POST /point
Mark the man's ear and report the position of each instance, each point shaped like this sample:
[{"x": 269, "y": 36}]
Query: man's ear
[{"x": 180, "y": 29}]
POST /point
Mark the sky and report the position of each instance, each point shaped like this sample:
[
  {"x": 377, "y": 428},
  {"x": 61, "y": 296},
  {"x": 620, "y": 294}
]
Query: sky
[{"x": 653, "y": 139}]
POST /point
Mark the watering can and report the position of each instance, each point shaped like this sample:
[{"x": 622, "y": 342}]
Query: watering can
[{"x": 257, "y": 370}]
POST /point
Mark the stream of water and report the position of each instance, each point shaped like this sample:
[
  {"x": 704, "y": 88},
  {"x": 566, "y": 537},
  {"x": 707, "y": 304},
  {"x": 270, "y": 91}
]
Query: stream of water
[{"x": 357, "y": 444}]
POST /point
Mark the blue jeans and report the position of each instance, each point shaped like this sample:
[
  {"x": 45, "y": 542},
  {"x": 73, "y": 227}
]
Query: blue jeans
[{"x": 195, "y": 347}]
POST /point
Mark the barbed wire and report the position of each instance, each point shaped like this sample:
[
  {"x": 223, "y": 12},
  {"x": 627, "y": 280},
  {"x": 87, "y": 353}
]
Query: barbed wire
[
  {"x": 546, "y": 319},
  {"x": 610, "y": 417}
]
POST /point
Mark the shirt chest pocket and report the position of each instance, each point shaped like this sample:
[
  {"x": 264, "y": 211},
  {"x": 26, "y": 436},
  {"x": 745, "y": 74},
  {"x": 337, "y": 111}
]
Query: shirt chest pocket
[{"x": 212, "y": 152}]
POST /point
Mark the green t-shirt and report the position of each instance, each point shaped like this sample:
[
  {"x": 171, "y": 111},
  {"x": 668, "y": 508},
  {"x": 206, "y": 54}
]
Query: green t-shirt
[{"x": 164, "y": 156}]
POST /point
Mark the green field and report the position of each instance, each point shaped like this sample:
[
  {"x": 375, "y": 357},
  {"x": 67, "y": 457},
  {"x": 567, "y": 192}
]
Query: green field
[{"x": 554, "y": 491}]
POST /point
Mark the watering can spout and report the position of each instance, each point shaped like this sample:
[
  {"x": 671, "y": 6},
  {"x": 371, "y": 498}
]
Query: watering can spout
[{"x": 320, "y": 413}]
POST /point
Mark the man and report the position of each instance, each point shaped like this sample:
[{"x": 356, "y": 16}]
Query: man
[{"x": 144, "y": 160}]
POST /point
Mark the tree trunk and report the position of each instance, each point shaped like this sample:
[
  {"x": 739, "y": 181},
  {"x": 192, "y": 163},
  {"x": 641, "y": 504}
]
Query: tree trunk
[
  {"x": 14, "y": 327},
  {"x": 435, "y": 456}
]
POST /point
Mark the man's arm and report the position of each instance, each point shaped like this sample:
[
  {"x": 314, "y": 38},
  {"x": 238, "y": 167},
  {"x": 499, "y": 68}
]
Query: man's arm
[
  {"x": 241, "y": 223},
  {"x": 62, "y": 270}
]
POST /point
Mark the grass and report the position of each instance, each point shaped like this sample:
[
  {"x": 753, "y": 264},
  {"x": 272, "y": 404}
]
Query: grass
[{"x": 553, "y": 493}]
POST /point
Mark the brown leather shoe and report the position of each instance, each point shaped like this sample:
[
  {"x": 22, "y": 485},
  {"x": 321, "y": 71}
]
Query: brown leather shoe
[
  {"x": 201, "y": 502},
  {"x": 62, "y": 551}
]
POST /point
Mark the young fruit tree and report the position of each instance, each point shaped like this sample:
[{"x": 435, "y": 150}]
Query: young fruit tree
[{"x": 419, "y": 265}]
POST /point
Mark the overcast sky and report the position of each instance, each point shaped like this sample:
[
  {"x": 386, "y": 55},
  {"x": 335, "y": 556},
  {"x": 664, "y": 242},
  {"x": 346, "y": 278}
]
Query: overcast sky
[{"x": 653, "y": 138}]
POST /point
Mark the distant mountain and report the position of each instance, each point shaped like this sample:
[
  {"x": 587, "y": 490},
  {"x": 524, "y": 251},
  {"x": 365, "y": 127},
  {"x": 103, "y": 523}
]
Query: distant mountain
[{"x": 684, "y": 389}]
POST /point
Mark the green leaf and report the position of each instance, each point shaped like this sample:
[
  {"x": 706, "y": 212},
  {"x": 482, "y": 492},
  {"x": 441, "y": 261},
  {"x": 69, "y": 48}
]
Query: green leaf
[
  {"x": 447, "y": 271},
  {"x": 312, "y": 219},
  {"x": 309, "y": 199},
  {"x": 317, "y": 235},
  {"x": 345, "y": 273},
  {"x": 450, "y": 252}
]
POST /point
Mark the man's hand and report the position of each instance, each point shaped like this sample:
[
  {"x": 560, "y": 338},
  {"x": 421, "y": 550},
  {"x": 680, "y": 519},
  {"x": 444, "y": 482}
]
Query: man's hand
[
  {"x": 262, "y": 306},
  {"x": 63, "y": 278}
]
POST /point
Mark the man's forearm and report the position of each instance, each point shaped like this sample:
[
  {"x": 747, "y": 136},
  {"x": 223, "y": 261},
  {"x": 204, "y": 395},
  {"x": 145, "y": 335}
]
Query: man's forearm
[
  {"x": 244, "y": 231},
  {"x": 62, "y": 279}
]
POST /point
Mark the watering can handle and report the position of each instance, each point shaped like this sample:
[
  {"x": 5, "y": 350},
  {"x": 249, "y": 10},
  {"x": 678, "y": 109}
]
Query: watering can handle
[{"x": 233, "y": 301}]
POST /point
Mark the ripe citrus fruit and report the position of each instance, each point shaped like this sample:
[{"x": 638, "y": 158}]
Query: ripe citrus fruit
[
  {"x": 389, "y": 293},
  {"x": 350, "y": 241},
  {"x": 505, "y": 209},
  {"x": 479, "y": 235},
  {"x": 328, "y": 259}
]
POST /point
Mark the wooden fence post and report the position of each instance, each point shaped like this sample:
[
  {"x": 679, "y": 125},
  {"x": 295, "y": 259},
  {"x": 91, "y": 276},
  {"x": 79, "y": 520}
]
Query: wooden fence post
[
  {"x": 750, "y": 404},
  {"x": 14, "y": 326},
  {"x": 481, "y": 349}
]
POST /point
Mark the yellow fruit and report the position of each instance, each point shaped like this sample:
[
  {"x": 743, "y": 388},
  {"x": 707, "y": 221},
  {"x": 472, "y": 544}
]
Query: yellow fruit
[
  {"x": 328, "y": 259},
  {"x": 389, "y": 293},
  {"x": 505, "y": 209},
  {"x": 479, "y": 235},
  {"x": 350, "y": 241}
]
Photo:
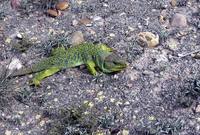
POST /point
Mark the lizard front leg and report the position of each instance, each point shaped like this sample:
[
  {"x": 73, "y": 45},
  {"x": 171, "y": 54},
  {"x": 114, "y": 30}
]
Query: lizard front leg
[
  {"x": 43, "y": 74},
  {"x": 91, "y": 67}
]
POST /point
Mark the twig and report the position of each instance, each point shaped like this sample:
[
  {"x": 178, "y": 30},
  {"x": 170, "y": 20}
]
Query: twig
[{"x": 186, "y": 54}]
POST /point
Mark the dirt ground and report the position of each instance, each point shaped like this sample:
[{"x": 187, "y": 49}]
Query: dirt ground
[{"x": 157, "y": 94}]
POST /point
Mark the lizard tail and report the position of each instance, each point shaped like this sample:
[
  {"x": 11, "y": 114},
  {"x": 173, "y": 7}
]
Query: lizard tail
[{"x": 21, "y": 72}]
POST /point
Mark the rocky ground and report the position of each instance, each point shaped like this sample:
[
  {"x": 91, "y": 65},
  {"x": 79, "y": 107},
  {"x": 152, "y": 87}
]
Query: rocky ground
[{"x": 158, "y": 93}]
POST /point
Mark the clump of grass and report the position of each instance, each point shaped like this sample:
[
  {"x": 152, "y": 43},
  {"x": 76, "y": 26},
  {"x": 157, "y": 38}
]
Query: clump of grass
[
  {"x": 6, "y": 91},
  {"x": 189, "y": 95},
  {"x": 74, "y": 121},
  {"x": 160, "y": 127},
  {"x": 23, "y": 44}
]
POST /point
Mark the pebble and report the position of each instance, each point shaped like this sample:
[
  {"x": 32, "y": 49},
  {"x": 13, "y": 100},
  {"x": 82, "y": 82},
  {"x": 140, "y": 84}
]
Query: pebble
[
  {"x": 198, "y": 109},
  {"x": 8, "y": 132},
  {"x": 15, "y": 64},
  {"x": 19, "y": 36},
  {"x": 37, "y": 116},
  {"x": 53, "y": 12},
  {"x": 112, "y": 35},
  {"x": 86, "y": 22},
  {"x": 98, "y": 20},
  {"x": 172, "y": 44},
  {"x": 75, "y": 23},
  {"x": 42, "y": 122},
  {"x": 179, "y": 20},
  {"x": 125, "y": 132},
  {"x": 148, "y": 39},
  {"x": 62, "y": 5},
  {"x": 77, "y": 38}
]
= = = = =
▶ _Required work_: Repeat the entries verbatim through the line with "Mark the watering can and".

▶ _Reply to the exercise_:
POST /point
Mark the man's ear and report the position of each instance, each point shaped like this sample:
[{"x": 269, "y": 36}]
Query: man's ear
[{"x": 180, "y": 29}]
POST /point
Mark the sky and report the position of each instance, each point shaped like this sample:
[
  {"x": 377, "y": 428},
  {"x": 61, "y": 296},
  {"x": 620, "y": 294}
]
Query: sky
[{"x": 653, "y": 139}]
POST /point
Mark the watering can and report the position of each instance, each point shaped like this sample:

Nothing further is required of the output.